What is needed
Count the lines in the records below that contain the string "leggings", and reply with only that number.
>> Start Data for the task
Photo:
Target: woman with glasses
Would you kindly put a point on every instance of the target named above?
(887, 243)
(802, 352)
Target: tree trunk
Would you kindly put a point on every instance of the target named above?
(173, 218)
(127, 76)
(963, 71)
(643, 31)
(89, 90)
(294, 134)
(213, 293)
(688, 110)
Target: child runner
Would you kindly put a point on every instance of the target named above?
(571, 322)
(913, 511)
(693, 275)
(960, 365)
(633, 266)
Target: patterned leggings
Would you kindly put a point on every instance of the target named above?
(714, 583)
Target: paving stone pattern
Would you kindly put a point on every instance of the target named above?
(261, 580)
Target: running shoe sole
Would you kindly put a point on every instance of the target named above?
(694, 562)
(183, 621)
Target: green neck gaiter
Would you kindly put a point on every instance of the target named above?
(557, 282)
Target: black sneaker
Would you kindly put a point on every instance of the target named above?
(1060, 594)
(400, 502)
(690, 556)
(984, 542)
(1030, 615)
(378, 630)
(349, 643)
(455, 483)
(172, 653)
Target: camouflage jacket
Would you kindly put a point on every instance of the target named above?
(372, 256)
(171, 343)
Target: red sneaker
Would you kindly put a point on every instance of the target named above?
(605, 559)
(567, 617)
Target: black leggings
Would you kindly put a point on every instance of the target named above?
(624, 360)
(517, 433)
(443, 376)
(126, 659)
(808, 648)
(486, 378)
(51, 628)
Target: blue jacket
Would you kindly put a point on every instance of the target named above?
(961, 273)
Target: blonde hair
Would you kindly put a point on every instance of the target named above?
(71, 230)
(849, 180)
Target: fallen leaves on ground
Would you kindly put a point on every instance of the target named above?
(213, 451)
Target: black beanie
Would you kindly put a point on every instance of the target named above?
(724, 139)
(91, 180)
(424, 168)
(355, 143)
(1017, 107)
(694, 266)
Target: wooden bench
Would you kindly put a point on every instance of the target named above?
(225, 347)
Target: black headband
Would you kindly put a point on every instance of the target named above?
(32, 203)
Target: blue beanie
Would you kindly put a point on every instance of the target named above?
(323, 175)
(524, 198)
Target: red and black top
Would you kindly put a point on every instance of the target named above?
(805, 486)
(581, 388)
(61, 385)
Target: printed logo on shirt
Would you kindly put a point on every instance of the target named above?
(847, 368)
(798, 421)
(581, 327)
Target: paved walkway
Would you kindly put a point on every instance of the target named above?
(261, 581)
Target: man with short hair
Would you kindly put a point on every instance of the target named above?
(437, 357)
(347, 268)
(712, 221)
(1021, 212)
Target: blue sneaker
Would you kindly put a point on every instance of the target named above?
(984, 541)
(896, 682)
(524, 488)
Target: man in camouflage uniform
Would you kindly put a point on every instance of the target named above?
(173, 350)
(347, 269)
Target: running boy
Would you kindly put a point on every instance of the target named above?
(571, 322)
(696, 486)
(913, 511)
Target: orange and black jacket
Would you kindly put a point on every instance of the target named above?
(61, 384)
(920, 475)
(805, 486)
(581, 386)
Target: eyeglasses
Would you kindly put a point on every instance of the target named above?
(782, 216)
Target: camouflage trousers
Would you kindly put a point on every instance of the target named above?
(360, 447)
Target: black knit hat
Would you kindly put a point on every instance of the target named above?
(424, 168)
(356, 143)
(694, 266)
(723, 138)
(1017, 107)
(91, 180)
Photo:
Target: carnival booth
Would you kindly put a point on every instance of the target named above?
>> End Data for the task
>> Start Data for the task
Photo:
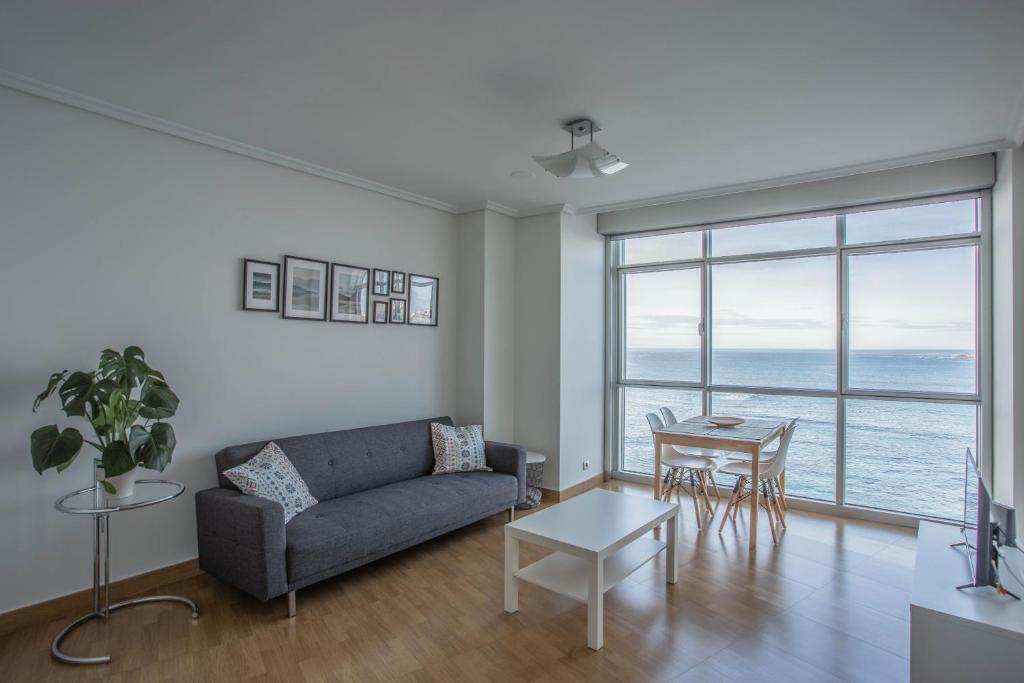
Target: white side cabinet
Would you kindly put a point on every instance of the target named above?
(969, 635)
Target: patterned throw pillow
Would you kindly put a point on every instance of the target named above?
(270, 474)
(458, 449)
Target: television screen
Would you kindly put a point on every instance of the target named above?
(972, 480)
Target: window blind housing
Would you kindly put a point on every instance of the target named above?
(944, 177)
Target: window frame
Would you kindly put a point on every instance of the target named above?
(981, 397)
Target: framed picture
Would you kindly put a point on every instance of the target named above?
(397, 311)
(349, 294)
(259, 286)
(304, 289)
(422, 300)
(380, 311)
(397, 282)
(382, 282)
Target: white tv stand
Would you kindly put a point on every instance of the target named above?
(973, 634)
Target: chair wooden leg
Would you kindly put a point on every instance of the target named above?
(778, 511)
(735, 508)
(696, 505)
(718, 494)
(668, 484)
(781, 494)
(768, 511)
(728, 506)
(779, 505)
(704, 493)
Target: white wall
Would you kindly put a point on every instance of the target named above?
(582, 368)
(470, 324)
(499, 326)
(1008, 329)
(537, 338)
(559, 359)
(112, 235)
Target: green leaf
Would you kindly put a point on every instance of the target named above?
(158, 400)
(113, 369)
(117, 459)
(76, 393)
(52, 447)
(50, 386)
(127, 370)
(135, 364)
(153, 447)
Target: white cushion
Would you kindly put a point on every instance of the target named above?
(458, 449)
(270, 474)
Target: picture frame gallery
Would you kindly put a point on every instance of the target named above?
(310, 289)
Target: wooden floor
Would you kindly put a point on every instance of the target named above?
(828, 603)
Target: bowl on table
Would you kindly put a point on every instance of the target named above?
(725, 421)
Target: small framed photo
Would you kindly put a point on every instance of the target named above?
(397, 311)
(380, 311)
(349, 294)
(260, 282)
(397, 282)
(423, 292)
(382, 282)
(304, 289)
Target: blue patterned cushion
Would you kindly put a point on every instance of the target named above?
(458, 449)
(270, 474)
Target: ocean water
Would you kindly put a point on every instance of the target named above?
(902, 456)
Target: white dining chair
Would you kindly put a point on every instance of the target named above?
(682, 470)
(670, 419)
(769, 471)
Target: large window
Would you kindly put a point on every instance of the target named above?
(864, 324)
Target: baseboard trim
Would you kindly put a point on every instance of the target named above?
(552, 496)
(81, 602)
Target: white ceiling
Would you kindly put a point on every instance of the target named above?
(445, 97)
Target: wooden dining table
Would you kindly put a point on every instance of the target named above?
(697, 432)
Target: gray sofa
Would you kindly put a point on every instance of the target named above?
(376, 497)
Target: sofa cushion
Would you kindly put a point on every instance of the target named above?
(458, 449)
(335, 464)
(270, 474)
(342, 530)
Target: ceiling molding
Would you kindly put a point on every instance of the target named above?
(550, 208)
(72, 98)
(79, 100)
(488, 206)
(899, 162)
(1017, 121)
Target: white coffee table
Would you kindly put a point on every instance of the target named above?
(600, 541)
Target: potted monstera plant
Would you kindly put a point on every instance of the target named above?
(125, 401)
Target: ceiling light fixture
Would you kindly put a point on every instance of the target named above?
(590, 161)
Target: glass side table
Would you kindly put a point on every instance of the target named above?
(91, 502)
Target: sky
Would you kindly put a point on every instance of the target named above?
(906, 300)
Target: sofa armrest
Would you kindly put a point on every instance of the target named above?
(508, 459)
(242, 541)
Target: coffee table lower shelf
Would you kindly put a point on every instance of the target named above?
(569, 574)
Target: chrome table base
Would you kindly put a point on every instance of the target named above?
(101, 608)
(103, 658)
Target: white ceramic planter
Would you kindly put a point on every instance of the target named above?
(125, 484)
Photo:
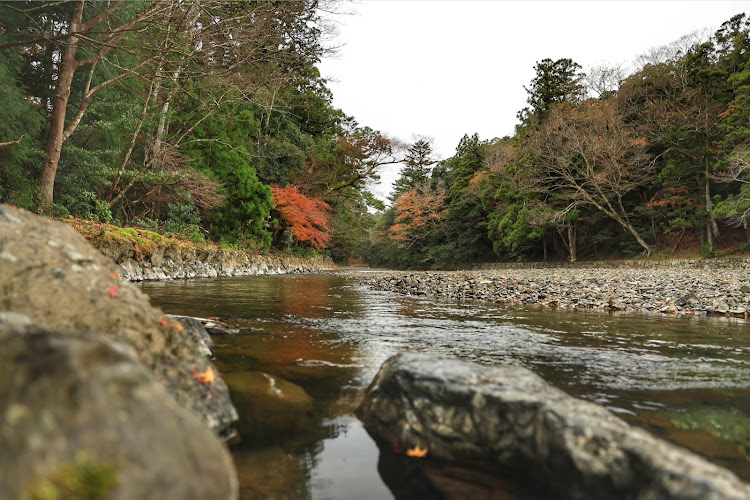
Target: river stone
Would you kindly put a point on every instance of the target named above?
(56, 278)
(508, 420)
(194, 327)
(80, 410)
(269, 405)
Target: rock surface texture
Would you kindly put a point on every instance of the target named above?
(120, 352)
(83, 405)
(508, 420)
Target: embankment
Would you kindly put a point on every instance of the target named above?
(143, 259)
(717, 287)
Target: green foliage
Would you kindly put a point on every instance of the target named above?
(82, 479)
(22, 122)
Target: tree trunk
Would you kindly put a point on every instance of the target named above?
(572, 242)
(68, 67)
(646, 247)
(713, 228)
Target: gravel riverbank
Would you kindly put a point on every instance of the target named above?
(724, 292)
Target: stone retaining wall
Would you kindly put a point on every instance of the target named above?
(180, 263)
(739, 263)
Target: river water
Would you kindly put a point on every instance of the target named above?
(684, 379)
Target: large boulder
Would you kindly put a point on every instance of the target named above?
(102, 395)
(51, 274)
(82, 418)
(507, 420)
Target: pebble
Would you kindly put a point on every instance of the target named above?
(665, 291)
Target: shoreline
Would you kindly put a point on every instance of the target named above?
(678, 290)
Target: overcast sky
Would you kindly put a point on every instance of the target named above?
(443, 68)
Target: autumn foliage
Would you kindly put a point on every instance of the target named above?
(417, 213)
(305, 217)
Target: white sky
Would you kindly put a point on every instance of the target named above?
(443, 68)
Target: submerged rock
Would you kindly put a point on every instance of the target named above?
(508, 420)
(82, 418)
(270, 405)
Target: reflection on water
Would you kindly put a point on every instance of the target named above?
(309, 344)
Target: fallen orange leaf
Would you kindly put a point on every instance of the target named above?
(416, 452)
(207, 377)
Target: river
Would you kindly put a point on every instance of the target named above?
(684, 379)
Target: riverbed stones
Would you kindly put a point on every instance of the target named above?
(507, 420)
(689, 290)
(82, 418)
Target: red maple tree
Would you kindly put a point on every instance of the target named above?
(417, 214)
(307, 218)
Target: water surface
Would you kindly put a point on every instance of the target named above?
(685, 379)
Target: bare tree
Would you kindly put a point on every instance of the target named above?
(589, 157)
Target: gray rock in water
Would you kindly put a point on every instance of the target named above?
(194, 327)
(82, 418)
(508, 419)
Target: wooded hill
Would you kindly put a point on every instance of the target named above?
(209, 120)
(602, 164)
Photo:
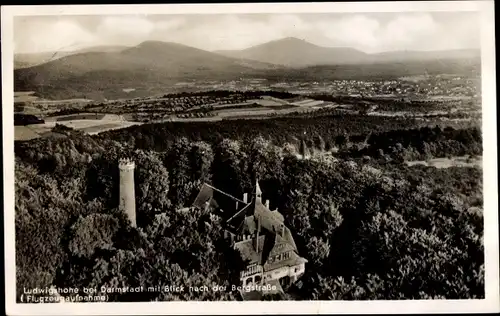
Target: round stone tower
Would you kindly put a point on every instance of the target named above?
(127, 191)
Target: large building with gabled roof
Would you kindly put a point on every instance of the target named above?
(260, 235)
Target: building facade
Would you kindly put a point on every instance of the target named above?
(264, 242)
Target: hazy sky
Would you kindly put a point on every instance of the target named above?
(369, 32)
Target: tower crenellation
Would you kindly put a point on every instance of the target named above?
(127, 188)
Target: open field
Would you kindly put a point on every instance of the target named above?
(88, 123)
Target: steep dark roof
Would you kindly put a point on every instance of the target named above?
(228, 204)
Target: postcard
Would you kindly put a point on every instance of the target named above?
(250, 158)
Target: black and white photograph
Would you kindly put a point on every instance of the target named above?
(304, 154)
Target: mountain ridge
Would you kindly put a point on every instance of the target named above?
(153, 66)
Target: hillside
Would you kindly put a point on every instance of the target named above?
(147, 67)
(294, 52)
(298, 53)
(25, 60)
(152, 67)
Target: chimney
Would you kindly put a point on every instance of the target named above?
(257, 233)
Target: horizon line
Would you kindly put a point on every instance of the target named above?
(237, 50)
>> End Data for the task
>> Start Data for the task
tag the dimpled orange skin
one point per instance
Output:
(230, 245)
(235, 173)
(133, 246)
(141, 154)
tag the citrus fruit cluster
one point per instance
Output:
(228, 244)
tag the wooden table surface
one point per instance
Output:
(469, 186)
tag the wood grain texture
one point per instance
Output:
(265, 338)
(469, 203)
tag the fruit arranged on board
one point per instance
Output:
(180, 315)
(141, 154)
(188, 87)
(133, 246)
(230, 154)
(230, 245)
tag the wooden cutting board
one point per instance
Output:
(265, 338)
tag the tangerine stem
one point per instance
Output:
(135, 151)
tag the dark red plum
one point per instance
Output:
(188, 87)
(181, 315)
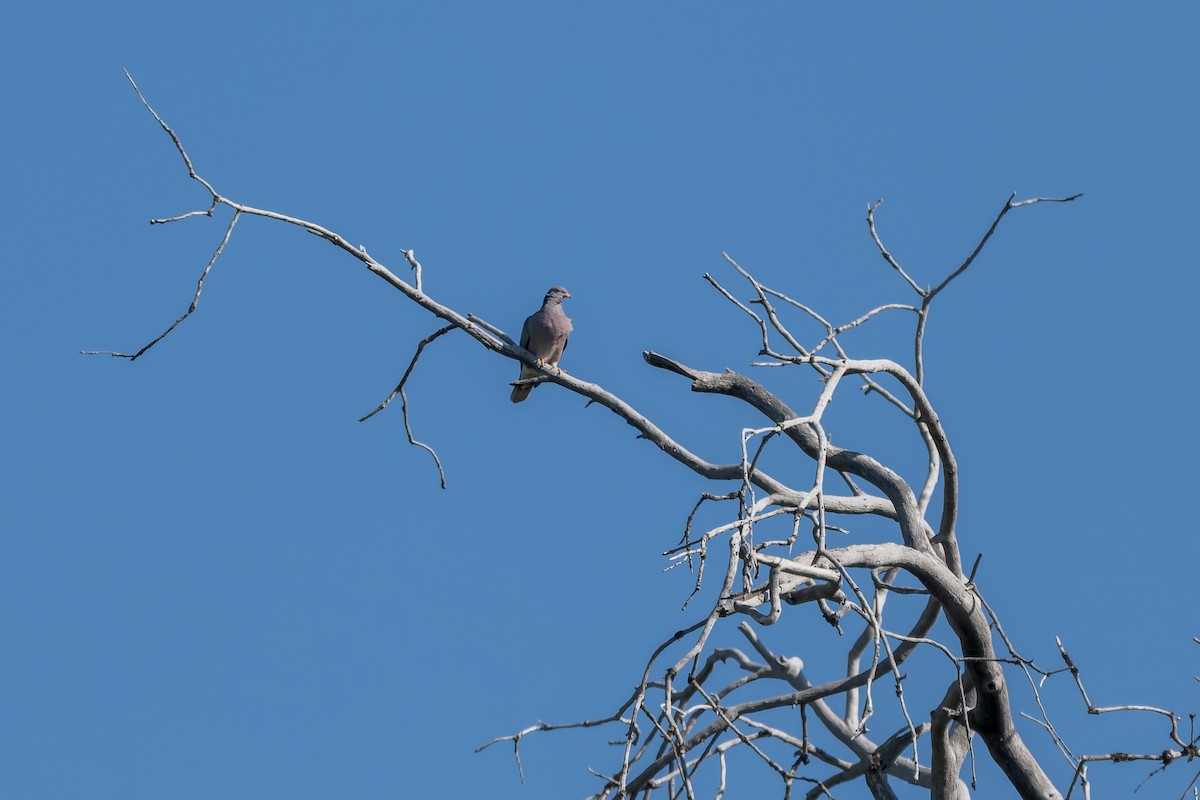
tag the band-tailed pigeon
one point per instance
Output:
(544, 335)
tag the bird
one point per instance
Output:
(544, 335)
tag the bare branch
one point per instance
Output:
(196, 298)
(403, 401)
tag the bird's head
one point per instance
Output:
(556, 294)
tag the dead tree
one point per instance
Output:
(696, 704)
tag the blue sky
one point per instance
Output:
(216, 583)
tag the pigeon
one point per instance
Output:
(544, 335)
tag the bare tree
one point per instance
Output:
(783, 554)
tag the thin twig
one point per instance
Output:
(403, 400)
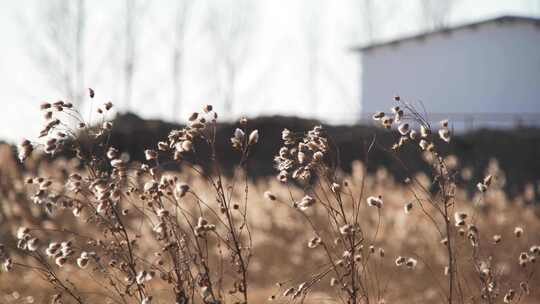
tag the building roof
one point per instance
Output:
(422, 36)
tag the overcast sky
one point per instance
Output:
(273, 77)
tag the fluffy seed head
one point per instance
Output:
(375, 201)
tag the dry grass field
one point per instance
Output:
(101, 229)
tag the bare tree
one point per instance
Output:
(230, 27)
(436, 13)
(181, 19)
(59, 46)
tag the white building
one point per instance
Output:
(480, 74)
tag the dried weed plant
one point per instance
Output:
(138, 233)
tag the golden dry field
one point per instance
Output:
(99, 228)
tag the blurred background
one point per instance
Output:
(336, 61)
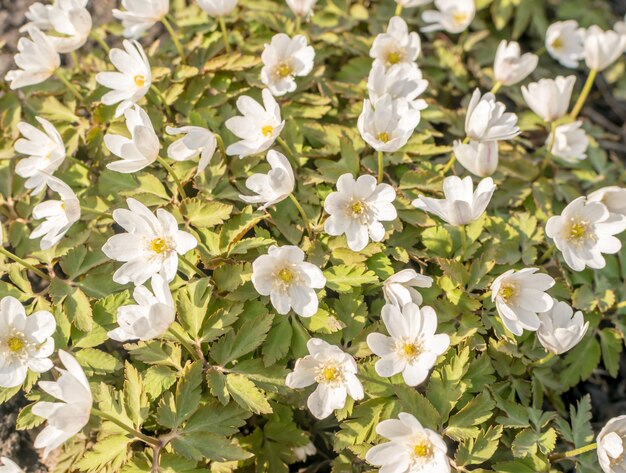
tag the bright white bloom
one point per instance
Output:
>> End Data for the task
Written solution
2